INSTRUCTION: Can you repeat every one of the lines below word for word, changing nothing?

## begin

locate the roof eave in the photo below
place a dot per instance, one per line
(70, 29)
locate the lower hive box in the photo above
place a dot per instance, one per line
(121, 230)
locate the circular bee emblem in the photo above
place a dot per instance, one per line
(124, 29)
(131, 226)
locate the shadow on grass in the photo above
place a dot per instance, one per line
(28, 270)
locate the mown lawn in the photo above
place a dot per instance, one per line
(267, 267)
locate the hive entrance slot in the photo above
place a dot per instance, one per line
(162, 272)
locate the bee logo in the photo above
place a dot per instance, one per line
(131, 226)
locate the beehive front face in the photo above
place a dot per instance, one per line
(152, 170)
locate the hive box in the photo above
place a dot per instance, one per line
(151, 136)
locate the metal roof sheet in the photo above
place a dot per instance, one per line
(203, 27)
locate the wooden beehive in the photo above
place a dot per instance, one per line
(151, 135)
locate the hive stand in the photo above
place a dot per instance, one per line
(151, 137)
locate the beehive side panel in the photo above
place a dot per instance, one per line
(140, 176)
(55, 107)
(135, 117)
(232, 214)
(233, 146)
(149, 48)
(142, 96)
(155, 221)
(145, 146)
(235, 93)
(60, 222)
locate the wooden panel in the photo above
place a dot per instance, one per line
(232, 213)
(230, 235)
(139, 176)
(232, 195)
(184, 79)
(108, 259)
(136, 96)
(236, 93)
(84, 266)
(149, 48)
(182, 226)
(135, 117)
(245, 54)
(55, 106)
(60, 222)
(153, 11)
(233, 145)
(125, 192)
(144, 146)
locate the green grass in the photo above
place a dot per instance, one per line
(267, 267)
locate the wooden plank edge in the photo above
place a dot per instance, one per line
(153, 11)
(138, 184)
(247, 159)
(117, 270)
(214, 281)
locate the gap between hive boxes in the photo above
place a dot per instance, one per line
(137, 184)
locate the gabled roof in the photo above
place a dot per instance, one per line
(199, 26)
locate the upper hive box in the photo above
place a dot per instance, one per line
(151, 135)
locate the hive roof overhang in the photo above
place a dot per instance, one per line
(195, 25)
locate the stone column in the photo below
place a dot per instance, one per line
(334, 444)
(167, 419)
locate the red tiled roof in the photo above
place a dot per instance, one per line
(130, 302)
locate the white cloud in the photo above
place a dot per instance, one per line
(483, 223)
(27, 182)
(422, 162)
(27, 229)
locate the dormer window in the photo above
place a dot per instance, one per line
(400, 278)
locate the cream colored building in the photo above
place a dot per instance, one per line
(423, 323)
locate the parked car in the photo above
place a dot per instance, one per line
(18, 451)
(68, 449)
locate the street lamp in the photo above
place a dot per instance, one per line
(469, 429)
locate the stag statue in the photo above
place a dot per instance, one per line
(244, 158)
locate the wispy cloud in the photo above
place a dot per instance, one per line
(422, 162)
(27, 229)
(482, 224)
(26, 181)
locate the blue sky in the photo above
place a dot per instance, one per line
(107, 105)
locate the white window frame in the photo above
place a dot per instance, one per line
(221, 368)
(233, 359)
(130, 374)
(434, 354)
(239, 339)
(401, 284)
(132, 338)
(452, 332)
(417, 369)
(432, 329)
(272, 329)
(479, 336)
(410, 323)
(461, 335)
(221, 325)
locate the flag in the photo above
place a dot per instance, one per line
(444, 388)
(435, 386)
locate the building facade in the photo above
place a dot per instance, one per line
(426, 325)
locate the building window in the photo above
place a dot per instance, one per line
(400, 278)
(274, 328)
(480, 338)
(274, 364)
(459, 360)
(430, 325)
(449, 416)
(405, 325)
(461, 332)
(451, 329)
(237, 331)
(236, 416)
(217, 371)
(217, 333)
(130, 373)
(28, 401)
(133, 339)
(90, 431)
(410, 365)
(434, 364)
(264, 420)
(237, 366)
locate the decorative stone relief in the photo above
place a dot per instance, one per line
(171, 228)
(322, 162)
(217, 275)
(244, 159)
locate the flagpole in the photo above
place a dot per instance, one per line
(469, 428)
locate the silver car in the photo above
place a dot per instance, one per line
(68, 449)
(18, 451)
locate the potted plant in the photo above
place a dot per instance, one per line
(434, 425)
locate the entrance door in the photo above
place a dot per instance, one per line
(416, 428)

## end

OUTPUT OF THE EXERCISE:
locate the roof eave in the photo below
place a dot per instance, one per line
(70, 29)
locate the lower hive box in the photo above
place a dot per instance, one per line
(121, 230)
locate the circular bee emblem in the photo above
place a dot per instance, one per line
(124, 29)
(131, 226)
locate the shadow on grass in the photo above
place a dot per instance, one per line
(28, 270)
locate the mown lawn in the photo above
place a dot per instance, one per line
(267, 267)
locate the hive entrance slot in the photo above
place a dot per instance, one per line
(162, 272)
locate the bee logo in the photo above
place a dot per instance, one per line
(131, 226)
locate the beehive front face in the photo above
place a dot per instance, one per line
(152, 170)
locate the hive box in the photo above
place a dot per instance, one per line
(151, 136)
locate the metal roof sheet in the photo above
place a dot per instance, one per line
(203, 27)
locate the wooden beehive in the photo above
place a dot per instance, one per line
(151, 135)
locate the hive stand in the photo above
place a dot per instance, one per line
(151, 137)
locate the beehive side panel in the photo above
place a dot per instance, one per line
(140, 176)
(55, 107)
(135, 117)
(232, 214)
(233, 146)
(149, 48)
(142, 96)
(155, 221)
(145, 146)
(235, 93)
(60, 222)
locate the wooden panel in the photo above
place a dot per instance, one per line
(232, 213)
(230, 235)
(139, 176)
(232, 195)
(184, 79)
(108, 259)
(136, 96)
(236, 93)
(84, 266)
(149, 48)
(182, 226)
(135, 117)
(245, 54)
(55, 106)
(60, 222)
(153, 11)
(233, 145)
(125, 192)
(144, 146)
locate the green grass in the photo above
place a dot per instance, one per line
(267, 267)
locate the wooden plank edge in the photo above
place a dot per instance, one per line
(153, 11)
(138, 184)
(247, 159)
(117, 270)
(214, 281)
locate the gap between hive boxes in the photo above
place a dot per instance, one per line
(137, 184)
locate the gabled roof in the photo above
place a dot per instance, one per line
(199, 26)
locate the upper hive box in the photo above
place a dot per instance, one per line
(151, 135)
locate the hive roof overhang in the photo above
place a dot per instance, one per line
(195, 25)
locate the stone column in the photo below
place a dot per instance, one per line
(334, 444)
(167, 419)
locate the red tiled roof in the photo above
place a dot per instance, one per line
(130, 302)
locate the white cloud in the photo above
place a dot per instance, one per line
(483, 223)
(27, 182)
(422, 162)
(27, 229)
locate the dormer window in the photo above
place a dot per instance, one per line
(400, 278)
locate the cream colored building in the photo above
place a dot per instance, one per line
(423, 323)
locate the parked car in the photo above
place a dot per instance, one per line
(18, 451)
(68, 449)
locate the street lamp in the photo above
place a dot per instance, one per line
(469, 429)
locate the stag statue in the photo above
place a dot per instance, one per line
(244, 158)
locate the wispy cloud in the photo above
place a dot per instance, one per line
(422, 162)
(27, 229)
(482, 224)
(26, 181)
locate the blue sky in the photo above
place a dot per instance, one per line
(107, 105)
locate the white window frame in the photo above
place a dot per instance, one per line
(221, 368)
(233, 359)
(130, 374)
(434, 354)
(239, 339)
(401, 284)
(132, 338)
(452, 332)
(417, 369)
(432, 329)
(272, 329)
(479, 336)
(410, 323)
(461, 335)
(221, 325)
locate the flag in the photo above
place a dot per instance, one per line
(444, 388)
(435, 386)
locate the building facade in the photo above
place a dot per instance, one per line
(426, 325)
locate the building window in the photo above
place a dot per instance, one per line
(400, 278)
(274, 328)
(480, 338)
(274, 364)
(459, 360)
(430, 325)
(449, 416)
(405, 325)
(461, 332)
(451, 329)
(237, 331)
(236, 416)
(217, 371)
(217, 333)
(130, 373)
(28, 401)
(133, 339)
(90, 431)
(410, 365)
(434, 364)
(264, 420)
(237, 366)
locate the decorative stone relief in the photo above
place a dot per instance, one per line
(171, 228)
(322, 162)
(217, 275)
(244, 159)
locate the flagpole in the photo above
place a dot per instance, one per line
(469, 428)
locate the silver car in the photo above
place a dot per instance, one per line
(68, 449)
(18, 451)
locate the potted plant in the photo above
place a dot per instance, one per line
(434, 425)
locate the entrance door in the photo above
place a dot per instance, one per line
(416, 428)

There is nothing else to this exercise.